• _抜粋_
● ● ● ● ● ● ●
コラム
みちしるべ
2022-11-22
地味な仕事でも、実は社会や経済活動を立派に下支えしている職業がある。いや大半がそうか。お金を動かして稼いだり、SNSの視聴回数を増やして広告収入を得るといった類はどうも性に合わない▼建設産業はまさに額に汗して日々、住民の生活を支えている。建設DX(デジタルトランスフォーメーション)によって効率化も迫られているが、土台となるのは現場に携わる技術者達の努力や経験値だ▼その指標となるか。県の優良工事が決まった。工事成績は毎年ハイレベルになって、従来の選定ラインでは受賞に至らなかったケースも▼他方、建築部門が創設されたのは良かった。土木と違って点数が伸びないなか、一定の候補枠を確保。受賞した業者も喜んでいた。土木も建築も同じ建設現場。それぞれ公平に光を当てたい。(鷲)
みちしるべ
2022-11-21
世界気象機関(WMO)の発表によると、2021年の温室効果ガスの世界平均濃度が観測史上最高を更新したという▼温室効果ガスは、二酸化炭素、メタン、一酸化二窒素からなり、増加比率を見るとメタンの増加が顕著で、メタン二酸化炭素と比べ大気中での寿命が短いことなどから、メタン排出量の削減が地球温暖化対策への速やかな効果が期待できるとしている。メタン排出の約6割は、畜産や稲作、化石燃料採掘、埋め立て、バイオマス燃料など人間活動が占めているということを忘れてはいけない▼50年までに温室効果ガスの排出量を実質ゼロにするカーボンニュートラルの実現に向けて、国や自治体から、各企業まで様々な取り組みを打ち出しているが、達成までの道のりは簡単ではない。(雛)
● ● ● ● ● ● ●
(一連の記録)
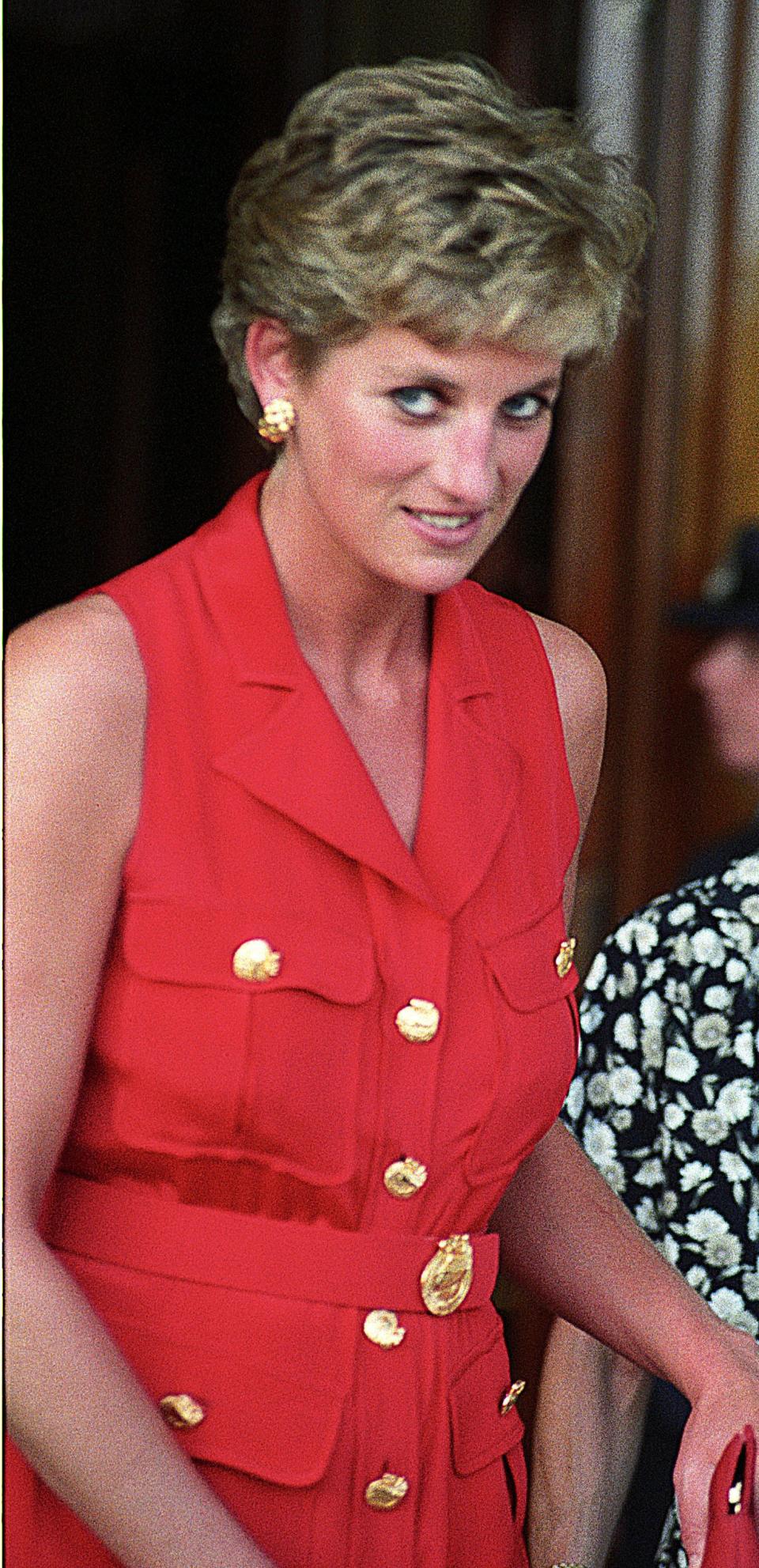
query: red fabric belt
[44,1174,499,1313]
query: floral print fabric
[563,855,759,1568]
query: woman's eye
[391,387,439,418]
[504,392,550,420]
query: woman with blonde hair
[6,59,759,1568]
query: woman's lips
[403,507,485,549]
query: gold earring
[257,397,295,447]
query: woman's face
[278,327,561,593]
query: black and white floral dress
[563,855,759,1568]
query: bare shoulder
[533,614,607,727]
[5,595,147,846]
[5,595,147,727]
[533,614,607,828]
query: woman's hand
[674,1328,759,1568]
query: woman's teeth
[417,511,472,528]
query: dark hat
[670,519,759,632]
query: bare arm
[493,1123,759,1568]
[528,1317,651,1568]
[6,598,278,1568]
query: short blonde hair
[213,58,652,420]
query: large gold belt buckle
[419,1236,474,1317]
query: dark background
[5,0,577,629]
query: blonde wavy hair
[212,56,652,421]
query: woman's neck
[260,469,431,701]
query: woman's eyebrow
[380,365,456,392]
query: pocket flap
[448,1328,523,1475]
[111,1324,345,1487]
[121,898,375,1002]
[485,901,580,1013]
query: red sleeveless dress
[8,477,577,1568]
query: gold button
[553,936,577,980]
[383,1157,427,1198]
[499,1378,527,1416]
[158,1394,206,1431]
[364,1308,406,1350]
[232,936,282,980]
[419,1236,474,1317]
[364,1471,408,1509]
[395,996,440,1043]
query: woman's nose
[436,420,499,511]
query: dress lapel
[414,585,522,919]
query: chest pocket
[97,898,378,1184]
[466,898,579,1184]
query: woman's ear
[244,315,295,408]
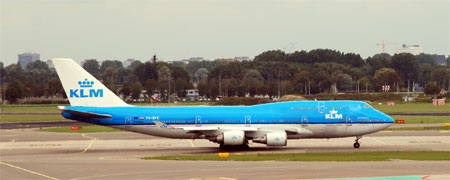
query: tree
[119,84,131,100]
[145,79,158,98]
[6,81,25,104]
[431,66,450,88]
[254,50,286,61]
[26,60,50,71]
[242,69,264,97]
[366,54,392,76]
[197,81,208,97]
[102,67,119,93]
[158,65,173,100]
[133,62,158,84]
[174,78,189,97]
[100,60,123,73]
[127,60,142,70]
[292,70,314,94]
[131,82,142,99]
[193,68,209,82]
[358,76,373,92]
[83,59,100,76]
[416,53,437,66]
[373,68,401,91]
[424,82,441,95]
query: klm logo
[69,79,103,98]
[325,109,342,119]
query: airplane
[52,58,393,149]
● ● ● ● ● ● ●
• _課題の目的_
上のコラムで「地味な仕事でも」で始まる段落を、主な事実を残したまま箇条書きに書き直してください。

• _正答_
- 地味な仕事でも社会や経済活動を支えている職業は多い。お金を動かして稼ぐことや、SNSの視聴回数を増やして広告収入を得ることは性に合わない。
- 建設産業は日々住民の生活を支えている。建設DXによる効率化も迫られているが、土台となるのは現場の技術者達の努力や経験値である。
- 県の優良工事が決まった。工事成績は毎年ハイレベルになり、従来の選定ラインでは受賞に至らなかったケースもあった。
- 建築部門が創設され、土木と比べて点数が伸びない建築にも一定の候補枠が確保された。受賞した業者も喜んでいた。
- 土木も建築も同じ建設現場であり、それぞれに公平に光を当てたい。